INSTRUCTIONS TO FOLLOW:
Answer these questions from the Ted Chiang biography below:
(a) Which university hosted Chiang as an artist in residence, and during what period?
(b) In what town was he born?
(c) What degree did he earn from Brown University, and in what year?

PAGE EXTRACT:
Ted Chiang (born 1967) is an American science fiction writer. His work has won four Nebula awards, four Hugo awards, the John W. Campbell Award for Best New Writer, and six Locus awards. His short story "Story of Your Life" was the basis of the film Arrival (2016). He was an artist in residence at the University of Notre Dame in 2020–2021. Chiang is also a frequent non-fiction contributor to the New Yorker Magazine, most recently on topics related to computer technology, such as artificial intelligence.

Biography

Early life, family and education

Ted Chiang was born in 1967 in Port Jefferson, New York. His Chinese name is Chiang Feng-nan (姜峯楠; Jiāng Fēngnán). Both of his parents were born in Mainland China and immigrated to Taiwan with their families during the Chinese Communist Revolution before immigrating to the United States. His father, Fu-pen Chiang, is a distinguished professor of mechanical engineering at Stony Brook University. His mother was a librarian.

Chiang graduated from Brown University in 1989 with a Bachelor of Science degree in computer science.

DATA BLOCK:
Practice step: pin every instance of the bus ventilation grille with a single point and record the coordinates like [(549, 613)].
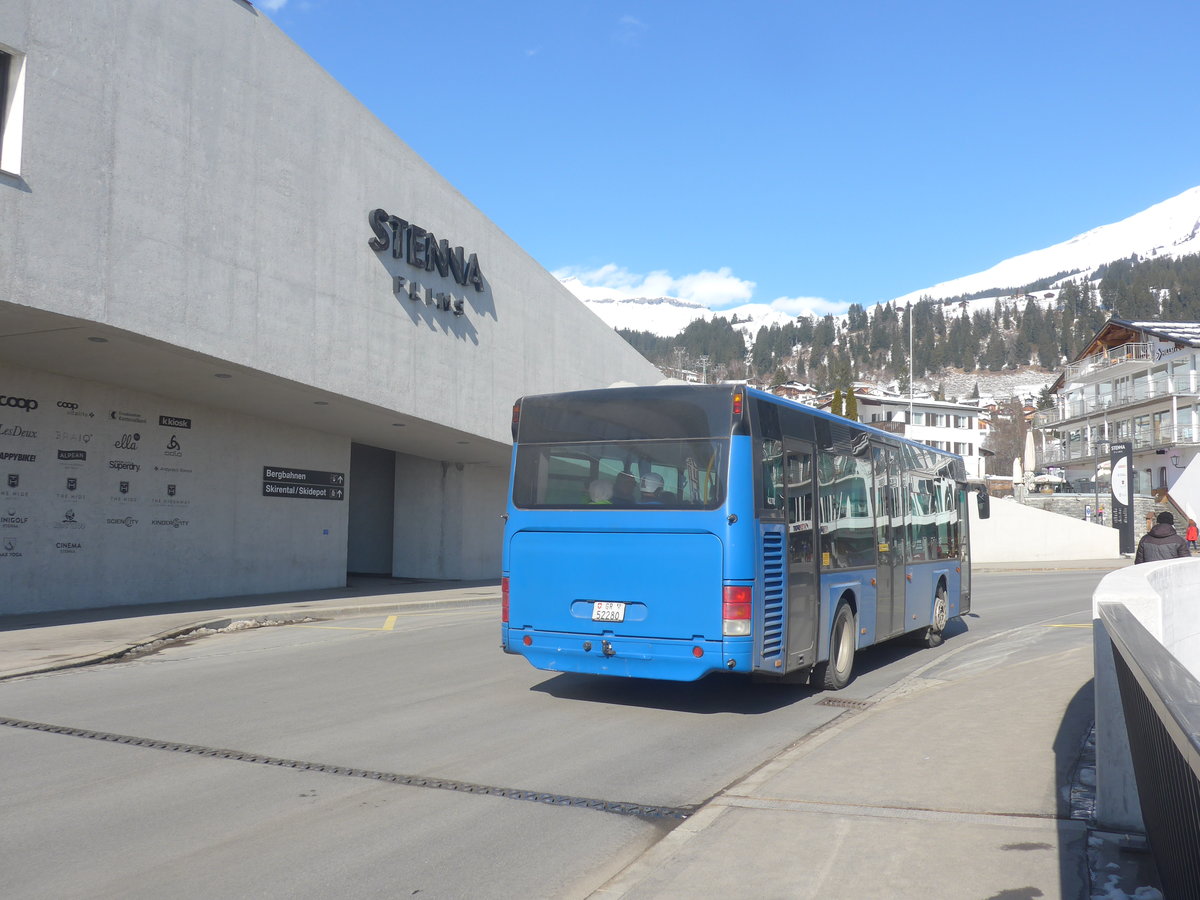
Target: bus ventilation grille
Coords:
[(772, 594)]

TASK SOLUTION:
(a) The University of Notre Dame, in 2020–2021.
(b) Port Jefferson, New York.
(c) A Bachelor of Science in computer science, in 1989.